* **Problem to solve**: Would you repeat the data below exactly, taking out the images?

'''

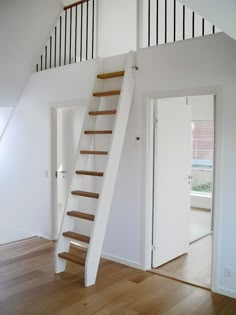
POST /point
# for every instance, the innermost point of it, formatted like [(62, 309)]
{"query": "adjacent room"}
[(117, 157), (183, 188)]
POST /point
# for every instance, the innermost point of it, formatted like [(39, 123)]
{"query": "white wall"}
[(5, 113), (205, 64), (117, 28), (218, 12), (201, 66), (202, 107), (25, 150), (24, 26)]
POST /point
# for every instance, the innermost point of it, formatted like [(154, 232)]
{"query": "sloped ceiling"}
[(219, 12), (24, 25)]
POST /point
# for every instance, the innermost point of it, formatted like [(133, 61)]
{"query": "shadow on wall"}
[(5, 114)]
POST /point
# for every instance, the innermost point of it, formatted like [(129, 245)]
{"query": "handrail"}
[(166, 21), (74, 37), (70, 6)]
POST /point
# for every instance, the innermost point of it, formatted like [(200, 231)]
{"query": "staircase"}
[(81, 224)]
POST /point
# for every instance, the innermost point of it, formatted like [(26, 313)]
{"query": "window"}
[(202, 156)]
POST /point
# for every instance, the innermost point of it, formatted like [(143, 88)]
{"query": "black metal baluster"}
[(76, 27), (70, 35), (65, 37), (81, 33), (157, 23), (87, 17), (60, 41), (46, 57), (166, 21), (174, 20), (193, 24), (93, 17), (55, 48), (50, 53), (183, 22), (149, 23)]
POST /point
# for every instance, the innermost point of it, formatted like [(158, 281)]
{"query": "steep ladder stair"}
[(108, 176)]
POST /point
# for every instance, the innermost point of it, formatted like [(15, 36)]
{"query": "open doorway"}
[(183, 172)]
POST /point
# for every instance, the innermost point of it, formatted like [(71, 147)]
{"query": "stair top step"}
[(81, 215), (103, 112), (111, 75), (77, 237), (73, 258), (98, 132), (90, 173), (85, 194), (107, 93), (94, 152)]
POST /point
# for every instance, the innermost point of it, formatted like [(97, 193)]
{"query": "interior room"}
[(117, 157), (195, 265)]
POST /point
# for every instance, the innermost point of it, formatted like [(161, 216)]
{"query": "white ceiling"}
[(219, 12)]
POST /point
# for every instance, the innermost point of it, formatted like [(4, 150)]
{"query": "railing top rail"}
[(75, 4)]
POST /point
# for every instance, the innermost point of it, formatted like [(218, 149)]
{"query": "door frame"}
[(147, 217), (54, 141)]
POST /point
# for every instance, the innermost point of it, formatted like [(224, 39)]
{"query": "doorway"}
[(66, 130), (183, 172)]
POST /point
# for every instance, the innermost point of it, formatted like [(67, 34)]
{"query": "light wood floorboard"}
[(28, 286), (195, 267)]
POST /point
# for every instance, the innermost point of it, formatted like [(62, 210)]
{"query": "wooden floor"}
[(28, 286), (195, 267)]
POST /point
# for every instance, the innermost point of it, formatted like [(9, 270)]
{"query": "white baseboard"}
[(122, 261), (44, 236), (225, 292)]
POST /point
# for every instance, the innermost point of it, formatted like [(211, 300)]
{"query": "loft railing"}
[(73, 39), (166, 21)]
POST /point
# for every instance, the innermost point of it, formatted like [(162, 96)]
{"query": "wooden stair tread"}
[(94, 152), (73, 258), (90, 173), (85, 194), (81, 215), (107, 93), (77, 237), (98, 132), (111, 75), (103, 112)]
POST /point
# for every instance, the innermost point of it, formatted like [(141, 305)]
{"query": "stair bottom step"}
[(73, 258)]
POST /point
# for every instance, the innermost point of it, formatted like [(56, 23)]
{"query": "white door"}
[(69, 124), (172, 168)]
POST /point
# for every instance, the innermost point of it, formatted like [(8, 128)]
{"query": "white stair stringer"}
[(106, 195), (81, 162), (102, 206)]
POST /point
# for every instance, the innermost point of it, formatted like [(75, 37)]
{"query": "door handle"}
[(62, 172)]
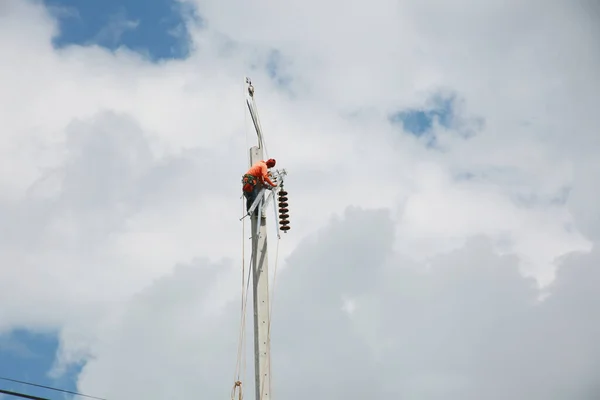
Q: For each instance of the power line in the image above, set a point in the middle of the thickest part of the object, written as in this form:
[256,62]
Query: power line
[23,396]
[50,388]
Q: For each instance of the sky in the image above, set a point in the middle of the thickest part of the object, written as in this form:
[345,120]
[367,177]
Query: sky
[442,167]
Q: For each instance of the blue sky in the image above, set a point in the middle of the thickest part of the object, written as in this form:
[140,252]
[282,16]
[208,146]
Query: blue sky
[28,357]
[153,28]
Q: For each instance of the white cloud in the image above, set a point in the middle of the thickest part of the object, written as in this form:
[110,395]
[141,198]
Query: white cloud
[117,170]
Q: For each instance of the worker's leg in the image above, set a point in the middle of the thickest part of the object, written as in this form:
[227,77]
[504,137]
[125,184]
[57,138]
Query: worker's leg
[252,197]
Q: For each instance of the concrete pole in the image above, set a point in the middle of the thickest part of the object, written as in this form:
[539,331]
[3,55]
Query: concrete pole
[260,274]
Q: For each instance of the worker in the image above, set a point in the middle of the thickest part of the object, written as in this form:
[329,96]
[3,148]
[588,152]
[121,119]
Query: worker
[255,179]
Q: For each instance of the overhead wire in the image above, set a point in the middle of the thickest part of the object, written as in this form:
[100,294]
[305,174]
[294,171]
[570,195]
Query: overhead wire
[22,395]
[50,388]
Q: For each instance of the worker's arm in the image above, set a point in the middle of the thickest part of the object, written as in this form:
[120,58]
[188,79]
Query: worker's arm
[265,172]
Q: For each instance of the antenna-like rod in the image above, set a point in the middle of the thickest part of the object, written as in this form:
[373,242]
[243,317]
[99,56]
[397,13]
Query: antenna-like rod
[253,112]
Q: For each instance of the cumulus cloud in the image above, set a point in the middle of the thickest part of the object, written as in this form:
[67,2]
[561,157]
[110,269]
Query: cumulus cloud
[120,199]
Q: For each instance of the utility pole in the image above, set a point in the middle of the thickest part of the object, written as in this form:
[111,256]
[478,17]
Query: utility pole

'''

* **Finished exercise**:
POST /point
# for every instance, the innermost point of it, formatted like [(62, 309)]
{"query": "adjacent room"}
[(117, 157), (183, 188)]
POST /point
# for every instance, the innermost point of it, formatted like [(39, 123)]
{"query": "white wall"}
[(5, 113), (205, 64), (117, 28), (218, 12), (201, 66), (202, 107), (25, 150), (24, 26)]
POST /point
# for every instance, the innermost point of it, formatted like [(154, 232)]
{"query": "sloped ceiling"}
[(219, 12), (24, 25)]
POST /point
# for every instance, the innermost point of it, formatted like [(133, 61)]
{"query": "shadow on wall"}
[(5, 114)]
POST /point
# for every instance, the innermost point of it, formatted like [(129, 245)]
{"query": "handrail"}
[(166, 21), (74, 37), (70, 6)]
POST /point
# for every instance, the innermost point of it, formatted like [(200, 231)]
{"query": "staircase"}
[(81, 224)]
POST /point
# for every instance, the innermost point of it, formatted like [(26, 313)]
{"query": "window"}
[(202, 156)]
POST /point
# for every instance, the innermost point of it, formatted like [(143, 88)]
{"query": "black metal baluster"}
[(76, 27), (70, 35), (65, 37), (81, 33), (157, 23), (87, 17), (60, 41), (46, 57), (166, 21), (174, 20), (193, 24), (93, 17), (55, 48), (50, 53), (183, 22), (149, 23)]
POST /point
# for every instance, the innermost point of it, formatted like [(158, 281)]
{"query": "steep ladder stair"}
[(108, 176)]
POST /point
# for every instance, the innermost point of it, formatted like [(15, 36)]
{"query": "open doorway"}
[(183, 172)]
POST /point
# for every instance, the innermost point of it, formatted like [(71, 147)]
{"query": "stair top step"}
[(81, 215), (103, 112), (111, 75), (77, 237), (73, 258), (98, 132), (90, 173), (85, 194), (107, 93), (94, 152)]
POST /point
# for every instance, the innermost point of it, formatted like [(97, 193)]
{"query": "interior room"}
[(117, 157), (195, 265)]
POST /point
# for every instance, the innermost point of it, formatted like [(161, 216)]
{"query": "white ceiling"}
[(219, 12)]
POST /point
# for every instance, the innermost point of it, formatted like [(4, 150)]
{"query": "railing top rail"}
[(75, 4)]
POST /point
# for every instance, the innermost point of it, formatted like [(218, 149)]
{"query": "door frame"}
[(147, 217), (54, 141)]
POST /point
# for every instance, the innermost point of it, formatted like [(224, 39)]
{"query": "doorway"}
[(66, 130), (183, 172)]
POST /point
# for every instance, the innermost point of it, formatted like [(67, 34)]
{"query": "light wood floorboard"}
[(28, 286), (195, 267)]
POST /point
# for every instance, the innermost point of it, formatted like [(62, 210)]
{"query": "wooden floor"}
[(28, 286), (195, 267)]
POST /point
# for every instance, the innermost point of it, formatted like [(9, 270)]
{"query": "white baseboard"}
[(122, 261), (44, 236), (225, 292)]
POST /point
# for every instance, the innermost point of it, formatted like [(211, 300)]
{"query": "loft railing"}
[(73, 39), (166, 21)]
POST /point
# for every instance, the innermost point of it, formatted like [(162, 96)]
{"query": "wooden stair tread"}
[(94, 152), (73, 258), (90, 173), (85, 194), (81, 215), (107, 93), (77, 237), (98, 132), (111, 75), (103, 112)]
POST /point
# for every instance, the innermost point of it, formatted like [(141, 305)]
{"query": "stair bottom step"}
[(73, 258)]
POST /point
# for every instance, the innermost point of it, formatted like [(56, 23)]
{"query": "white door"}
[(69, 124), (172, 168)]
POST /point
# for every instance, the innermost point of it, formatted like [(8, 128)]
{"query": "white stair stringer"}
[(106, 195), (81, 162), (102, 206)]
POST /point
# for every instance, the innermost point of it, formatted like [(75, 37)]
{"query": "door handle"}
[(62, 172)]
Q: For each instance of the power line in the image above, set a point in the middle of the thickest part of the object, written as in this form:
[256,62]
Query: power line
[23,396]
[50,388]
Q: For each instance of the sky in the image above, set a point in the middle of the thickest part of the object, written as in this form:
[345,120]
[367,177]
Query: sky
[442,167]
Q: For each instance of the blue sky in the image above, set a point in the middle of the thickest part of the object, written as in this form:
[140,252]
[282,16]
[208,146]
Query: blue sky
[28,357]
[153,28]
Q: For each instance of the white cloud in the image above, set a point in the middle of the thickest part of the object, written as in this form:
[110,395]
[141,198]
Query: white cloud
[117,170]
Q: For each instance of the worker's leg in the image above, set a point in the middle of the thickest part of the object, written as in this form:
[227,77]
[504,137]
[125,184]
[57,138]
Query: worker's leg
[252,197]
Q: For each instance of the concrete pole in the image above, set a point in the middle of the thickest part of the object, written as in this form:
[539,331]
[3,55]
Query: concrete pole
[260,274]
Q: For each instance of the worker in the image above, set a point in the middle of the thickest part of the object, written as in this form:
[329,96]
[3,148]
[588,152]
[121,119]
Query: worker
[255,179]
Q: For each instance of the overhead wire in the image above, set a point in the middle of the thickest part of the object, written as in this form:
[100,294]
[305,174]
[294,171]
[570,195]
Query: overhead wire
[22,395]
[50,388]
Q: For each instance of the worker's arm in the image above, set a point in the middle of the thickest part of the object, written as in this form:
[120,58]
[188,79]
Query: worker's arm
[265,172]
Q: For each instance of the antenna-like rod in the image above, set a point in the middle of the thickest part of the object, written as in this form:
[373,242]
[243,317]
[99,56]
[397,13]
Query: antenna-like rod
[253,112]
Q: For each instance of the cumulus cloud in the image above, set a point in the middle of the thickest part of the object, written as in this form:
[67,2]
[561,157]
[110,269]
Query: cumulus cloud
[120,199]
Q: For each instance of the utility pole in the image above, set a point in the middle of the thickest part of the object, written as in this form:
[111,256]
[478,17]
Query: utility pole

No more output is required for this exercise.